====== Texte fourni

Le talisman du parti était le léopard en référence à l'appartenance de Tchicaya à la famille régnante du Royaume de Loango[14].

Scission du parti et fin de règne[modifier | modifier le code]

En , à l'issue de la session budgétaire de l'Assemblée territoriale, une dissidence apparait au sein du PPC. Au cours d'un conciliabule qui se tient à Pointe-Noire, en présence du leader Tchicaya, dans le domaine de Mpita de Germain Bicoumat, plusieurs conseillers territoriaux démissionnent du parti. Ils reprochent à Tchicaya son manque de concertation dans certaines décisions (nomination des élus aux postes de responsabilité, le désapparentement du PPC au RDA à la suite de l'adhésion de Youlou).

Il s'agit des élus du Niari: Simon-Pierre Kikhounga-Ngot, Auguste Nzoungou, Raymond Ango; des élus du Pool: Prosper Decorad, Louis Vouama, Toundé Néré, Jean Maniaki, Nicolas Bakala et de l'élu du Kouilou: Robert Stéphane Tchitchelle[15].

Tchitchellé rejoint l'abbé Fulbert Youlou pour fonder l'UDDIA (Union démocratique pour la défense des intérêts africains). Ce dernier parti, en mobilisant politiquement les Laris, prend le leadership politique sur le PPC. et permet, à Stéphane Tchitchelle de devenir le premier maire autochtone de Pointe-Noire, avant d'occuper par la suite plusieurs postes ministériels.

Tous ces évènements vont marquer l'éclipse de Jean Félix-Tchicaya et de son parti le PPC après plus de dix ans de règne sans discontinuer sur l'échiquier politique.

Politique française au Congo[modifier | modifier le code]

Le Congo-Brazzaville, dans ces années de décolonisation, est considéré comme l’une des lignes de front de la lutte anti-communiste en Afrique francophone. Paris veut à tout prix que le futur Congo indépendant ne soit pas tenu par les « Rouges », mais par un responsable politique ami. Paris avait aussi initialement espéré faire de Brazzaville le pivot de l’action française en Afrique centrale en direction du Congo-Kinshasa, parce que tous les complots qui visaient l’ex-Congo belge passaient par Brazzaville.

La France soucieuse également de maîtriser les aspirations émancipatrices dans ses colonies, utilise des agents secrets comme le Dahoméen Antoine Hazoume[16],[17],[18], cadre du PPC passé ensuite à l'UDDIA, ou encore le SDECE (services secrets français), pour approcher les responsables politiques congolais. Hazoume remplace son compatriote dahoméen Yves Marcos - greffier au Tribunal de Brazzaville - au poste de secrétaire général de la section locale du RDA au Moyen-Congo[1].

============

Objectif énoncé A =>
D'après le texte sur le PPC, avec qui Tchitchellé fonde-t-il l'UDDIA ?
Objectif énoncé B =>
Reproduisez fidèlement le passage du texte sur le PPC qui va de « Il s'agit des » à « plusieurs postes ministériels. ».
Les données ne jouent ici aucun rôle.

====== Données extraites

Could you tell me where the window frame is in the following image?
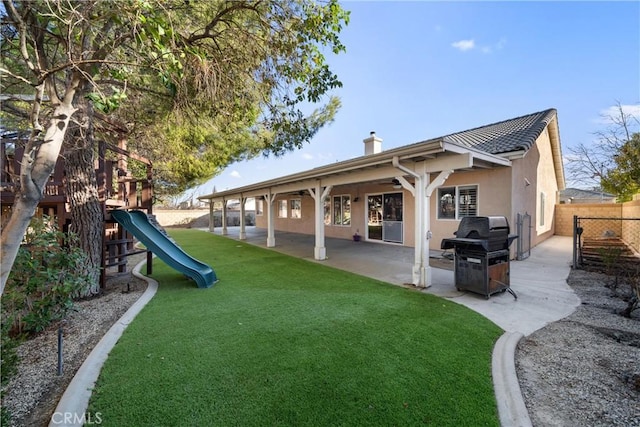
[278,199,289,218]
[330,194,351,227]
[289,198,302,219]
[436,184,480,221]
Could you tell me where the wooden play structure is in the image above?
[0,135,153,286]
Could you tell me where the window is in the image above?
[333,196,351,225]
[278,200,287,218]
[324,198,331,225]
[291,199,302,219]
[458,185,478,218]
[438,185,478,219]
[438,187,456,219]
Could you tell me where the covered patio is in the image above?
[208,227,580,335]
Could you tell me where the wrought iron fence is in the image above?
[572,215,640,270]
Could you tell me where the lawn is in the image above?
[89,230,502,426]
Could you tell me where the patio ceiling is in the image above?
[198,138,511,202]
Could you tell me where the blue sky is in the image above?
[192,1,640,201]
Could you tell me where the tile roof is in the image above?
[442,108,556,154]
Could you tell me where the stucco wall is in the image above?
[153,209,209,227]
[622,199,640,252]
[430,167,514,249]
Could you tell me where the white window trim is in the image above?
[436,184,480,221]
[255,199,264,216]
[278,200,289,218]
[329,194,353,227]
[289,198,302,219]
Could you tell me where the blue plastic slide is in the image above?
[111,209,218,288]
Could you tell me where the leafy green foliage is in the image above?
[0,0,349,197]
[0,217,92,425]
[602,133,640,202]
[2,217,87,336]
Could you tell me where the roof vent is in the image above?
[362,131,382,156]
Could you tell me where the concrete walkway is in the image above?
[214,227,580,335]
[214,227,580,427]
[49,227,580,427]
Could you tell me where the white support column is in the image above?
[264,191,276,248]
[423,170,453,287]
[222,199,229,236]
[238,196,247,240]
[413,170,431,288]
[308,181,332,261]
[209,199,216,233]
[392,157,431,288]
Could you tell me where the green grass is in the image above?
[89,230,501,426]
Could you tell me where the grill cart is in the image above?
[440,216,518,299]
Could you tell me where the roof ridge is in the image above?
[441,108,558,138]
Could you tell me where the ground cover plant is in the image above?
[89,230,501,426]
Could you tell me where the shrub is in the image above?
[2,217,89,336]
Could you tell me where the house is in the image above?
[199,109,564,286]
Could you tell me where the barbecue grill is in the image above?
[440,216,518,299]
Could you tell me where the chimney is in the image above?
[362,131,382,156]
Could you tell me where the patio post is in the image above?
[264,190,276,248]
[209,199,216,233]
[222,199,229,236]
[307,181,332,261]
[238,195,247,240]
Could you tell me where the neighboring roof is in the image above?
[443,108,557,154]
[198,108,564,200]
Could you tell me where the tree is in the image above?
[566,102,640,201]
[602,133,640,202]
[0,0,348,293]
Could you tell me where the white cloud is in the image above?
[451,39,476,52]
[596,104,640,124]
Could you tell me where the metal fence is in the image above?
[572,215,640,270]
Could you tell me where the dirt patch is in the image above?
[2,254,147,427]
[516,270,640,426]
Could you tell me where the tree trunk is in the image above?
[64,91,104,297]
[0,76,79,295]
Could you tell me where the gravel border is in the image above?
[2,274,147,427]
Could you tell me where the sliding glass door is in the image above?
[367,192,403,243]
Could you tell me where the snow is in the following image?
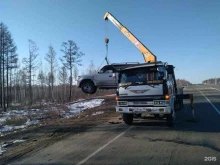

============

Réponse complète A =>
Avec l'abbé Fulbert Youlou.

Réponse complète B =>
Il s'agit des élus du Niari: Simon-Pierre Kikhounga-Ngot, Auguste Nzoungou, Raymond Ango; des élus du Pool: Prosper Decorad, Louis Vouama, Toundé Néré, Jean Maniaki, Nicolas Bakala et de l'élu du Kouilou: Robert Stéphane Tchitchelle[15].

Tchitchellé rejoint l'abbé Fulbert Youlou pour fonder l'UDDIA (Union démocratique pour la défense des intérêts africains). Ce dernier parti, en mobilisant politiquement les Laris, prend le leadership politique sur le PPC. et permet, à Stéphane Tchitchelle de devenir le premier maire autochtone de Pointe-Noire, avant d'occuper par la suite plusieurs postes ministériels.